> Your objective: Once the line containing "Can you find the boat" is located, output it and every line after it through the end of the records, exactly as written and nothing else.

> Data to process:
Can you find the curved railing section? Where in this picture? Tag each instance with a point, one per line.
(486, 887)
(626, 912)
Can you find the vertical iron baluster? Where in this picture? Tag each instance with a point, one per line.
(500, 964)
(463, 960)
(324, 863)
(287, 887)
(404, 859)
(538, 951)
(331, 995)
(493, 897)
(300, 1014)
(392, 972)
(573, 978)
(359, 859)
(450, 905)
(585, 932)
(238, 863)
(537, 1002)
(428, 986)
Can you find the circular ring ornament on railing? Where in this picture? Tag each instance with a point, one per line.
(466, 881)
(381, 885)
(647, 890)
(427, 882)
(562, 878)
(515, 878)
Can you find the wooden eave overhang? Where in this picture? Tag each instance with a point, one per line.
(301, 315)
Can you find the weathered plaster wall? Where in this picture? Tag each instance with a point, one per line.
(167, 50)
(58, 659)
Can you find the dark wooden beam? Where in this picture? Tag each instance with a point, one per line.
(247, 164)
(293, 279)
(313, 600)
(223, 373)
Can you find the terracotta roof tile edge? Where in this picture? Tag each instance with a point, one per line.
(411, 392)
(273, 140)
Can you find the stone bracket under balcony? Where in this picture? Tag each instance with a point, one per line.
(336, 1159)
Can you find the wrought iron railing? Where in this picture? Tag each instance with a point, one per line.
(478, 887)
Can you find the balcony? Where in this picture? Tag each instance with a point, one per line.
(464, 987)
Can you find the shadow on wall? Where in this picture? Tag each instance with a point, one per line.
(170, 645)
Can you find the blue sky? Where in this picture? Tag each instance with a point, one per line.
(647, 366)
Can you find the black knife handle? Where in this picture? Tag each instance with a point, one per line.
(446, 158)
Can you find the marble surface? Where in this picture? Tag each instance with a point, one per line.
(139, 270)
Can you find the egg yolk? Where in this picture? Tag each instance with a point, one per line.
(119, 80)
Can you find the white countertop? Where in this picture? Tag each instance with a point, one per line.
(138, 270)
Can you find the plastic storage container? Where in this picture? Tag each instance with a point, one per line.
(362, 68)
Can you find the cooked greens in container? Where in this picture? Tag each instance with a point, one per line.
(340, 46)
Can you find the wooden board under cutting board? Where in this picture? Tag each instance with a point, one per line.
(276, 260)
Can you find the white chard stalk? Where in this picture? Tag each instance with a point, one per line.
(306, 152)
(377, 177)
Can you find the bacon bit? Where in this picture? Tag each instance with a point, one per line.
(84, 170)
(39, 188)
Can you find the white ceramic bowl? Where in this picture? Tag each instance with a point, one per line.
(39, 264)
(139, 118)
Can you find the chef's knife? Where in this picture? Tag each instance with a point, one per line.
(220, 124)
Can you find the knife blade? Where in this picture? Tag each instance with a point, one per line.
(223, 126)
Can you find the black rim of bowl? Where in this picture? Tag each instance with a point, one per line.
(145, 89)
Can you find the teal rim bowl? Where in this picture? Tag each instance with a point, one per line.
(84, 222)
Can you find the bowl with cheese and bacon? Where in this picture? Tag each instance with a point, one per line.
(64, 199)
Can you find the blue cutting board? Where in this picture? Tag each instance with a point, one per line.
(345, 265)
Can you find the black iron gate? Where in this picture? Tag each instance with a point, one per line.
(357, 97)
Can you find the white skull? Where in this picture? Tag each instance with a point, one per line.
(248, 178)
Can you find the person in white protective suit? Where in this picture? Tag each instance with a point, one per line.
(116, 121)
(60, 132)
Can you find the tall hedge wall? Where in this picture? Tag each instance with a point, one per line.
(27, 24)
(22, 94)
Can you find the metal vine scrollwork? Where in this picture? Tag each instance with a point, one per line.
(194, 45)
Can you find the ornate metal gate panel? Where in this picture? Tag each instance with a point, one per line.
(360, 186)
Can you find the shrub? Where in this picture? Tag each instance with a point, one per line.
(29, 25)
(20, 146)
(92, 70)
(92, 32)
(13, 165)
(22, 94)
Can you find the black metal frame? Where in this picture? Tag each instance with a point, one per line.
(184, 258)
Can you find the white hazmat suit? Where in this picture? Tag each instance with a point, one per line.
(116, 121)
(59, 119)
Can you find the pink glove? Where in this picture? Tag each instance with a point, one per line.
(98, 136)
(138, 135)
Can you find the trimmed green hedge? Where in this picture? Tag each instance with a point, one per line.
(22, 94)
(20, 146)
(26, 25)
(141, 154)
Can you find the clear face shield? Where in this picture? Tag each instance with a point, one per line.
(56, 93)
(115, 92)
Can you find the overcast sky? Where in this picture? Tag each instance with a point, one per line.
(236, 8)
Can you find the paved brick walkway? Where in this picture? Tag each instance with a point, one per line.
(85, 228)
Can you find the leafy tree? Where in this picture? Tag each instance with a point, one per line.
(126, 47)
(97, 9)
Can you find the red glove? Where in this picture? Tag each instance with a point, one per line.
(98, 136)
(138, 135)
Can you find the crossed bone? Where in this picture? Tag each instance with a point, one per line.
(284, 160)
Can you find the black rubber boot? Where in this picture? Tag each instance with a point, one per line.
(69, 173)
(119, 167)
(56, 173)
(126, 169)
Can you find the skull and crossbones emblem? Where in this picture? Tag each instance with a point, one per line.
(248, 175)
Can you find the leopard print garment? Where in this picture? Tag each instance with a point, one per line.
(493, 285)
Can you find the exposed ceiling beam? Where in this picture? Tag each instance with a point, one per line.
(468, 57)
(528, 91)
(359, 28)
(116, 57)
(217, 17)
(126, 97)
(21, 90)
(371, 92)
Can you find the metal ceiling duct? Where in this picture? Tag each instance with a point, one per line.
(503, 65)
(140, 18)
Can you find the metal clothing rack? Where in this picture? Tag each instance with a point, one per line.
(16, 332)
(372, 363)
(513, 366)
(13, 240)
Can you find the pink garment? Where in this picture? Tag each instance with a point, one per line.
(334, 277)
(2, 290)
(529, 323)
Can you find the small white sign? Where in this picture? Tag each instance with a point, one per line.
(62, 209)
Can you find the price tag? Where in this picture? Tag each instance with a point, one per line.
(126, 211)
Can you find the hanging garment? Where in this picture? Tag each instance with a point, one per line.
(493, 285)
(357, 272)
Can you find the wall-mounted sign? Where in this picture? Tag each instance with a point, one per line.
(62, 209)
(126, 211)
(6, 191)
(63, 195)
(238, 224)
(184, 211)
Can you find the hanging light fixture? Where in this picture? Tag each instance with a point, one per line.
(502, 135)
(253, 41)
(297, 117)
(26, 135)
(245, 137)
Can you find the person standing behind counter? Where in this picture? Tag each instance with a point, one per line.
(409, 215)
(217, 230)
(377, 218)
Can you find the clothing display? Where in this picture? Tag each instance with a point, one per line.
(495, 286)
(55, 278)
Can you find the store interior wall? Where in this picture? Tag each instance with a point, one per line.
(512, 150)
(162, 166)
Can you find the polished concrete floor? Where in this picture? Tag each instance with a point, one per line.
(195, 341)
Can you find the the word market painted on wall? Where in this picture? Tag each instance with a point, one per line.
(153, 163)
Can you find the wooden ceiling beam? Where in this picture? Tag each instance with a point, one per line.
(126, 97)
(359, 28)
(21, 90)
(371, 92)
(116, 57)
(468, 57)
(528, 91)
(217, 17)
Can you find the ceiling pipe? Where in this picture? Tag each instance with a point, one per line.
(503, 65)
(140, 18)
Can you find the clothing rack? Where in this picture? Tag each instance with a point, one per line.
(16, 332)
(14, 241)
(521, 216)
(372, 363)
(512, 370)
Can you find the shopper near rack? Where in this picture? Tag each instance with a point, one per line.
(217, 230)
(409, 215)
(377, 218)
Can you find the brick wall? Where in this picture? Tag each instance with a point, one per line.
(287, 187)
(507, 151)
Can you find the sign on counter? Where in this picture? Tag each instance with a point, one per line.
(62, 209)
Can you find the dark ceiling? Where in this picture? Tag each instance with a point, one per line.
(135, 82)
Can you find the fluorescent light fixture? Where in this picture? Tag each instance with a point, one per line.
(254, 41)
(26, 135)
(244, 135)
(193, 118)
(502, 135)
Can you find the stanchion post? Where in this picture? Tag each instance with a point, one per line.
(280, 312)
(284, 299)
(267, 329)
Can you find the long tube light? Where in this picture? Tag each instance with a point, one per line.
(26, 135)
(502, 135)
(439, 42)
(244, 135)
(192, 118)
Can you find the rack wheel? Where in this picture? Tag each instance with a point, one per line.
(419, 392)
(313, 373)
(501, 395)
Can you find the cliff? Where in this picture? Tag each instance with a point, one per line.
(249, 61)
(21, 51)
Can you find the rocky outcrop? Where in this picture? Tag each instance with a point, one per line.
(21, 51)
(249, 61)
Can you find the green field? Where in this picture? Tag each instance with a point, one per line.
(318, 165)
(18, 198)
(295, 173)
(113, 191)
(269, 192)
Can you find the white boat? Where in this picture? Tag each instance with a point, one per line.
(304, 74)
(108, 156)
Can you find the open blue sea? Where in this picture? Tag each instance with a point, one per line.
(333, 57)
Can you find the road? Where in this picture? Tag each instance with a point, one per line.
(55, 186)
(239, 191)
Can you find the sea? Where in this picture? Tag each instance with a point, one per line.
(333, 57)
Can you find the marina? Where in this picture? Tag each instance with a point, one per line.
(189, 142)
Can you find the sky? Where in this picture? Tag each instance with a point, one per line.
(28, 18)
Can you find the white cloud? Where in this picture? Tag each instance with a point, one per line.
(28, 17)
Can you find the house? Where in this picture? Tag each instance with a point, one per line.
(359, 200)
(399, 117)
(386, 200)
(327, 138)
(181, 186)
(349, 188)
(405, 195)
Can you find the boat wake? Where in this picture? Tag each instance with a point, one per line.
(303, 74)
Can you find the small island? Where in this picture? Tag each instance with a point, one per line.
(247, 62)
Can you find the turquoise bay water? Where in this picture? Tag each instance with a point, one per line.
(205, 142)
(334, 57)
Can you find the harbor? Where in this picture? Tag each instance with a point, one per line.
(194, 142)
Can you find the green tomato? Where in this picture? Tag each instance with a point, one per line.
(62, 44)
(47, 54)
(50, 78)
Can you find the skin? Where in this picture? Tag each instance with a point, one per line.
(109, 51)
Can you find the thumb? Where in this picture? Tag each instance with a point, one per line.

> Answer to this exercise:
Can you find the boat wake? Where in this picture? Tag each instance with a point, one per line.
(303, 74)
Can you find the small island? Where in this picture? Tag each instance with a point, one per line.
(247, 62)
Can you find the turquoise bay water? Where in this picture? Tag each instance with a point, one per line.
(205, 142)
(334, 57)
Can you find the harbor? Where in this picture? Tag each instance with a point, one per line.
(194, 142)
Can you find the green tomato? Where in this picture? Tag each instance with a point, one per line.
(62, 44)
(47, 54)
(50, 78)
Can you find the skin? Where in this picture? Tag each instance with a point, one per line.
(109, 51)
Can you find the thumb? Where in this picture? Tag each instance with a point, one per line.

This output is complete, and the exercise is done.